(DATASET EXTRACT begins)

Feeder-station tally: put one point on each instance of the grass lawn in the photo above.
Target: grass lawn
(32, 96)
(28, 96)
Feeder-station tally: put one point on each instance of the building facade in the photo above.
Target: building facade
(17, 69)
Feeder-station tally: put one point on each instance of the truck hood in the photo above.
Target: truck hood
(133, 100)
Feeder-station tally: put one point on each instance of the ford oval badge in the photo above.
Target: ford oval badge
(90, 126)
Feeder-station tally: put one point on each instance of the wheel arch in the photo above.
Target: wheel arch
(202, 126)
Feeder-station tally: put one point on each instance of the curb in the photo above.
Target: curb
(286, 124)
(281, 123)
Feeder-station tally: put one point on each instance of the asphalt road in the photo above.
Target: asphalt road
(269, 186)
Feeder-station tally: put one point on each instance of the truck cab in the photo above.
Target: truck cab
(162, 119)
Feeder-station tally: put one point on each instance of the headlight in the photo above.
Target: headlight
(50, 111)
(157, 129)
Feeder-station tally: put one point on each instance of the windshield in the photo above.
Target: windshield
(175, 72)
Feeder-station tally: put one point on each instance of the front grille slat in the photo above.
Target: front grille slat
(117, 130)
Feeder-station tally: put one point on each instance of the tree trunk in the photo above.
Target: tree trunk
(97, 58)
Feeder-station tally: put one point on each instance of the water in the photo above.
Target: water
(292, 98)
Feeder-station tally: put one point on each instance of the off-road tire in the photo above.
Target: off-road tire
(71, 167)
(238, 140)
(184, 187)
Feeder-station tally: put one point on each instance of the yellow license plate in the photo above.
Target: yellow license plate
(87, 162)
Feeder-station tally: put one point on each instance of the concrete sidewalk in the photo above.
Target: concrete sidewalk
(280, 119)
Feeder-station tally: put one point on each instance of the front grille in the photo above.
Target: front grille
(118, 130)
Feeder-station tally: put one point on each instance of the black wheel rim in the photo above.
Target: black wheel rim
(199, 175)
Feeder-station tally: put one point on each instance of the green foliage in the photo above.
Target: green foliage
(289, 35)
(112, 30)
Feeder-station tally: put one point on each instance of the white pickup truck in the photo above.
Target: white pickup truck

(DATASET EXTRACT ends)

Of the entries above, repeat exactly the lines from the line with "slat in the photo above." through the line with "water in the photo above.", both of them included.

RESPONSE TO THE EXERCISE:
Feeder-station tally: put one point on each instance of the front grille slat in the photo above.
Target: front grille slat
(117, 130)
Feeder-station tally: put one point on each instance of the tree trunk in the photo above.
Target: tree trunk
(97, 58)
Feeder-station tally: put one point on each instance of the water in the photo above.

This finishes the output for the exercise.